### Text section
The Infectious Diseases Society of America has published evidence-based practice guidelines for evaluating antimicrobial stewardship programs and emphasizes the importance of physician and pharmacist leadership as well as infectious disease expertise. The need for antimicrobial stewardship programs has been recognized in the National Action Plan for Combating Antibiotic-Resistant Bacteria by the White House in March 2015, which calls for establishing antimicrobial stewardship programs in all acute care hospitals by 2020.
The structure of these programs is addressed in the CDC’s Core Elements of Hospital Antibiotic Stewardship Programs (See: Key Elements to Hospital Antimicrobial Stewardship Programs).3 Unfortunately, about a quarter to a half of all antibiotics prescribed in U.S. acute care hospitals are believed to be unnecessary or inappropriate.3
Automatic changes from intravenous (IV) to oral antibiotic therapy when appropriate can improve patient safety. Fluoroquinolones, trimethoprim-sulfamethoxazole, and linezolid are some examples of antibiotics with good oral absorption. Renal dose adjustments for antibiotics are also important in patients with renal dysfunction. Other pharmacy interventions may include dose optimization, assessment for duplication of therapy, automatic stop orders, and prevention of antibiotic-related drug-drug interactions.
Antibiotic “time outs” are important since antibiotics are often initiated empirically while cultures are being obtained. After 48 hours, the treatment should be reviewed to determine if the antibiotic selected was appropriate and whether the dosage and duration of therapy are correct.3
Information technology staff can facilitate antimicrobial stewardship programs by incorporating drug information guidelines at the point of care, implementing clinical decision support tools for antibiotic use, and creating prompts for clinicians to review antibiotics. It is also critical to monitor antibiotic prescribing and report clinical interventions and outcomes to improve antibiotic use. Providing education that includes antibiotic drug information, patterns of antimicrobial resistance, and case studies can also play an integral role in the success of antimicrobial stewardship programs.

### To do
1) Please list the interventions that follow "Other pharmacy interventions may include" in the antimicrobial stewardship text.
2) Pick up the antimicrobial stewardship text after its final sentence and carry it forward with a new paragraph.

### Exercise data
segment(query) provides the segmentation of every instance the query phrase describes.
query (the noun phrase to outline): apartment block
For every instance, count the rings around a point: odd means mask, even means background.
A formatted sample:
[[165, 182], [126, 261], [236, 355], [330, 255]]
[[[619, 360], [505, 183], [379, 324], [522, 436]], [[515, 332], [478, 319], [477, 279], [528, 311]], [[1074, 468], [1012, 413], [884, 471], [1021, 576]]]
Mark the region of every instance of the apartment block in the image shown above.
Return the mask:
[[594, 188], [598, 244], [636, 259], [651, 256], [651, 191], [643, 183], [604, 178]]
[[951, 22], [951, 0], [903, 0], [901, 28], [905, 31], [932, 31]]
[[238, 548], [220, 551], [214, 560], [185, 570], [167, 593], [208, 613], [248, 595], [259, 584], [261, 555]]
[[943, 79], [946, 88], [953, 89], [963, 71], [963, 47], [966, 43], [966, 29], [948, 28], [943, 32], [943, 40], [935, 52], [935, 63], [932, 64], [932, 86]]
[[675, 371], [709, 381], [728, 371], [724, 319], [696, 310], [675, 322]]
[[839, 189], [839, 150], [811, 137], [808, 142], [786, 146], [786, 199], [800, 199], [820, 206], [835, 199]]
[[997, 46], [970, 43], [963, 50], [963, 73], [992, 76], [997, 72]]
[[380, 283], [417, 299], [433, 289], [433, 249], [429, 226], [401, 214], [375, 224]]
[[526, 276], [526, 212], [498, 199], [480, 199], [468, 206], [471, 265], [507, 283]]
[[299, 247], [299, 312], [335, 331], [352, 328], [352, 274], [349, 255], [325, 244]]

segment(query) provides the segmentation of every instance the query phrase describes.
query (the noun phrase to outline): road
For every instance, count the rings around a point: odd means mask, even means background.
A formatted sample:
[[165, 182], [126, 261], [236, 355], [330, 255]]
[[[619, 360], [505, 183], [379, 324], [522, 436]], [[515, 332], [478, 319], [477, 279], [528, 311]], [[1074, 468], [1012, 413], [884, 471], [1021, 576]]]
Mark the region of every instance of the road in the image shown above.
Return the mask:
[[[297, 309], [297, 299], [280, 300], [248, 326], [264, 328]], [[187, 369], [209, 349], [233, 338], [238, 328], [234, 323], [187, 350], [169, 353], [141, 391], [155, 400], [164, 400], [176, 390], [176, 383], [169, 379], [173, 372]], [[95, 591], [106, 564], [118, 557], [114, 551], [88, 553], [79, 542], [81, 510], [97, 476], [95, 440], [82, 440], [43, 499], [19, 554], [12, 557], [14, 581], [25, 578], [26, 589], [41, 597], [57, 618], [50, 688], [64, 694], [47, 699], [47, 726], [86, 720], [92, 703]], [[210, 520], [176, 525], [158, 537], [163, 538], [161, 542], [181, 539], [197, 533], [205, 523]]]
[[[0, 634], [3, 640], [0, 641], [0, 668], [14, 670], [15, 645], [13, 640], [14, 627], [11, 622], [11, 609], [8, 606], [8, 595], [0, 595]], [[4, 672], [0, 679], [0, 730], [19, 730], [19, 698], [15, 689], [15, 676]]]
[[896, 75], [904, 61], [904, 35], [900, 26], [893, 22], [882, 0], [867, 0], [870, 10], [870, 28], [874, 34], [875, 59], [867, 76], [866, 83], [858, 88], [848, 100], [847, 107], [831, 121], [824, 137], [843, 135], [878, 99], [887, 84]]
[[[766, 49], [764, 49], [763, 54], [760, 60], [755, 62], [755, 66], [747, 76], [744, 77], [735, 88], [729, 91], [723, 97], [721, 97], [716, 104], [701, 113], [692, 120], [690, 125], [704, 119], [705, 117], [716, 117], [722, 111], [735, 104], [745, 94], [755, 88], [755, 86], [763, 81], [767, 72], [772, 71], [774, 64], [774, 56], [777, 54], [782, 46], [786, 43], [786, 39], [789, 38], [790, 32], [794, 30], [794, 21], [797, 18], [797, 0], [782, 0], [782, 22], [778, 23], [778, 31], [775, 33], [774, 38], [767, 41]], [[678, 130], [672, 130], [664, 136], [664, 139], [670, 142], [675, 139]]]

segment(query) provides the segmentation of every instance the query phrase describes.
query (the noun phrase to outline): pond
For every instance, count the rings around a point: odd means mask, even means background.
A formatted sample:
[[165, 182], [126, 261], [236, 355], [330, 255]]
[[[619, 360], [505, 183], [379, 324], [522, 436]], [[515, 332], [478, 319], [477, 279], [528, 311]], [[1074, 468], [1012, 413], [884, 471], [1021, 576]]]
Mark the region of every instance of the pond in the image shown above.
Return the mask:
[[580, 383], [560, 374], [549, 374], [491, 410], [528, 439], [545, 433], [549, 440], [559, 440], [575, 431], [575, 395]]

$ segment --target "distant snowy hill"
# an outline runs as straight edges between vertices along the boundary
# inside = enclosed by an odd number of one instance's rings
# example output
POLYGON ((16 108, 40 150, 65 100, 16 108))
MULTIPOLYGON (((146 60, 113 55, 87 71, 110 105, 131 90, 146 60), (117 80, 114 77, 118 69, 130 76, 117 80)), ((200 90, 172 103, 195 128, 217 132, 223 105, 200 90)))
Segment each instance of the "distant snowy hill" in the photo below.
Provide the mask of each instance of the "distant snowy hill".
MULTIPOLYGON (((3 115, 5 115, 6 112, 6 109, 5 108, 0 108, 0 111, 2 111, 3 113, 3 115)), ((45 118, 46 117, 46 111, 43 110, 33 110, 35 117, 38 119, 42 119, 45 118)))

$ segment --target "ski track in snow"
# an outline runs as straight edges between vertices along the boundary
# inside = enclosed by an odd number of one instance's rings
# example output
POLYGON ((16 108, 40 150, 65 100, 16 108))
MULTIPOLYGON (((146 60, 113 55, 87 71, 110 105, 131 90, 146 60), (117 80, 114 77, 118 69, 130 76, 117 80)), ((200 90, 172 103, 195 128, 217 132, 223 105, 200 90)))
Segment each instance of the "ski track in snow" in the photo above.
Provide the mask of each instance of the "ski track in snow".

### Responses in order
1)
dose optimization
assessment for duplication of therapy
automatic stop orders
prevention of antibiotic-related drug-drug interactions

2)
Resources for Pharmacists
Timothy Gauthier, PharmD, BCPS-AQ ID, is an antimicrobial stewardship and infectious diseases pharmacist practicing in Miami, FL who created the IDstewardship website, which provides pharmacists and other healthcare professionals with up-to-date information about antimicrobial resistance and antimicrobial stewardship programs. The content is written by experts in the area and is divided into three main free open-access sections. The resource center is geared toward those interested in antimicrobial stewardship programs and provides links to open-access institutional antimicrobial stewardship program websites, clinical practice resources, important guidelines, educational opportunities, learning activities for children, and much more.
“As someone obsessed with the topic, I frequently update this page with the latest and greatest stewardship resources (many of which these days are found via social media),” says Gauthier. The website includes articles written by experts about a variety of hot topics including residency and training, pharmacy news, and practical advice for pharmacists and students. The basic study guide is another resource with important talking points on various antimicrobial agents along with drug photos and links to relevant articles. There is also a section called IDstewardship Training at LearnAntibiotics.com.
Gauthier’s development of this digital resource was based on a perceived need in the pharmacy community. “It all started with Instagram, which I started using professionally in early 2014 after watching a show on PBS’s Frontline called “Generation Like.” This episode showed me that social media is the future, and I thought if we can combine this with pharmacy education and scholarship.